> Alıştırma görevleri:
**1)** Kandıra ormanlarını anlatan metne göre:
(a) Kandıra hangi yarımadada yer alıyor?
(b) Düşük yükseltilere halk ağzında hangi ad veriliyor?
(c) Sözü edilen tepeler hangi yüksekliğin altında kalıyor?
**2)** Kandıra ormanlarını anlatan metni son cümlesinden sonra sürdürün.

İçine girildiğinde neredeyse gökyüzünün görünmeyeceği sıklıkta gürgen, kestane, meşe, ıhlamur gibi geniş-yapraklı ağaçlarla kaplı dağlarımızın en güzel zamanı geliyor. Yakında yapraklarını yine çıkarmış olacaklar ya da belki çıkardılar bile. Ülkemizde Marmara Denizi’ni çevreleyen yarımadalardan Kocaeli Yarımada’sında konumlanan ve doğal yayılışla geniş-yapraklı ormanlardan oluşan, bu özelliği ile Akdeniz iklimi coğrafyası orman örtüsünden ayrılan Kandıra’daki ormanların florası, yükseltileri fazla olmayan ancak, halk-ağzında her zaman “dağ” olarak nitelendirilen Karadeniz’e paralel doğu-batı doğrultusundaki düşük yükseltilerde ve tepelerde (1000m altında) eğer müdahale görmemişse gerek ağaç çeşitliliği, gerekse orman altı florasıyla oldukça zengin özelliklere sahiptir. Tüm Karadeniz kıyıları boyunca uzanan ve bol yağış alan bu koridorda; iklimsel özelliklere de bağlı olarak geniş-yapraklı ağaç çeşitliliği ve orman altı florasının zenginliği nedeni ile ülkemize özgü “yağmur ormanı” niteliğini gösteren ormanların bir kısmı da ilçemiz içinde kalmaktadır.

> Veri bloğu:
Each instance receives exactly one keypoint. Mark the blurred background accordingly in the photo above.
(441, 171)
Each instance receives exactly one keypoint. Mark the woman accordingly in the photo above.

> Yanıtlar:
**1)**
(a) Kocaeli Yarımadası'nda.
(b) "Dağ" adı veriliyor.
(c) 1000 metrenin altında kalıyor.

**2)**
Ormanlarımız insana sunduğu faydaların yanı sıra; doğanın farklı işlevlerine ve doğal yaşama farkında olduğumuz ya da olmadığımız pek çok faydayı da sundukları için; doğal kaynaklar arasındaki yeri oldukça önemlidir. Özellikle son yıllarda iklim değişikliği etkilerinin daha fazla hissedilmesiyle, ormanların sunduğu doğal işlevlerin önemi bir kat daha artmıştır. Geniş-yapraklı ormanlar tıpkı dünyanın yağmur ormanları gibi, hava kalitesini, su akışını, erozyonu düzenleme; afetlerin etkisini azaltma ve canlı yaşamı destekleme ile ilgili pek çok işleve sahiptir. Bu nedenle hem Kandıra’da hem de ülkemizde bu alanlara dair halkın bilinçlendirilmesi, kamu kurumlarının da kontrol ve izlemeye yönelik alan yönetimi sorumluluklarını yaygınlaştırmaları gerekmektedir. Bu alanlardaki insan faaliyetlerinin niteliği, yoğunluğu ve ortaya çıkardığı etkiler gözlenmeli ve uzun dönemde hassas önemi olan bu doğal kaynak alanlarımızın nasıl yönetileceği ve koruma /kullanma dengesinin nasıl sağlanacağı belirlenmelidir. Kısa vadede, bilimsel araştırmalara dayalı verilerle desteklenmiş kritik öneme sahip korunması gereken geniş-yapraklı ormanlara ilişkin belirleme yapılması, çok faydalı olacaktır. Son yıllarda Seyrek civarında yaklaşık 1000 hektarlık alanda yürütülen karaca yaban hayatı geliştirme sahasının bu konuda umut vaad edici uygulamalardan biri olduğunu düşünüyorum.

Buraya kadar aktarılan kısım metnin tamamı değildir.